- **Brano del documento**
.....

Chi salverà l'Iraq inquinato
19.11.04
Gli scienziati iracheni hanno cominciato ad analizzare gli enormi danni ambientali provocati nel loro paese dalla nuova guerra e da anni di sanzioni. L'Iraq è un paese contaminato dall'uranio impoverito oltre che disseminato di ordigni e macchine militari fuori uso contenenti, fra l'altro, amianto. L'acqua è avvelenata dai sistemi fognari malfunzionanti, dal petrolio che fuoriesce dagli oleodotti, dai residui industriali e di raffineria scaricati nei fiumi senza controllo. La miniera di zolfo di al Mishraq, vicino a Mosul, ha provocato un grave inquinamento termico e chimico sia nelle acque superficiali che in quelle di falda, con pesanti ripercussioni sulle attività agricole. Nelle città l'aria è irrespirabile: certo nessuno pensa a controllare i vecchi motori. Perfino i saccheggi dell'anno scorso potrebbero aver fatto danni ambientali e sanitari duraturi: dal centro di stoccaggio delle sementi di al Suwaira sono sparite 50 tonnellate di semi intrisi di un fungicida particolarmente tossico, che li rende del tutto inadatti al consumo umano diretto; chissà se sono già finiti nel pane.

.....

- **Record forniti**
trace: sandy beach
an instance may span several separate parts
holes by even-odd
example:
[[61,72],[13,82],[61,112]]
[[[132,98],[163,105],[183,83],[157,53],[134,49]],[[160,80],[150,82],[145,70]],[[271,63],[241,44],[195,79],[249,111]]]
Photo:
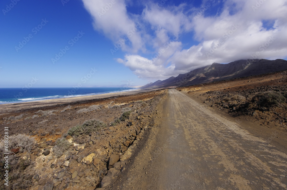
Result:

.....

- **Attività**
(a) Nel brano sull'Iraq inquinato, quante tonnellate di semi trattati con un fungicida sono sparite dal centro di stoccaggio di al Suwaira?
(b) Prosegui il brano sull'Iraq inquinato partendo dopo la sua ultima frase.

- **Risposte per punto**
(a) Ne sono sparite 50 tonnellate.

(b)
Comunque, nel mese di ottobre è iniziato uno studio pilota per analizzare oltre 300 siti considerati contaminati. Collabora l'Unità di valutazione post-conflitti dell'Unep (programma Onu per l'ambiente), mentre il responsabile dello studio è il ministero dell'ambiente che ha a disposizione circa 5 milioni di dollari donati da diversi paesi. Il direttore esecutivo dell'Unep Klaus Toepfer ha annunciato l'obiettivo a lungo termine di «creare in Iraq un team del tutto indipendente di esperti valutatori ambientali». Gli esperti lamentano però la difficoltà di lavorare senza testi aggiornati, con scarsi strumenti e in una situazione logistica immaginabile.
L'Unep attira l'attenzione sul fatto che non ci sono per ora - sarà un caso? - fondi per l'analisi dei siti contaminati con uranio impoverito usato dal 1991 a oggi; secondo le statistiche epidemiologiche compilate da medici e ricercatori iracheni durante gli anni dell'embargo, la sostanza polverizzata ha provocato un aumento dei casi di cancro e delle malformazioni genetiche.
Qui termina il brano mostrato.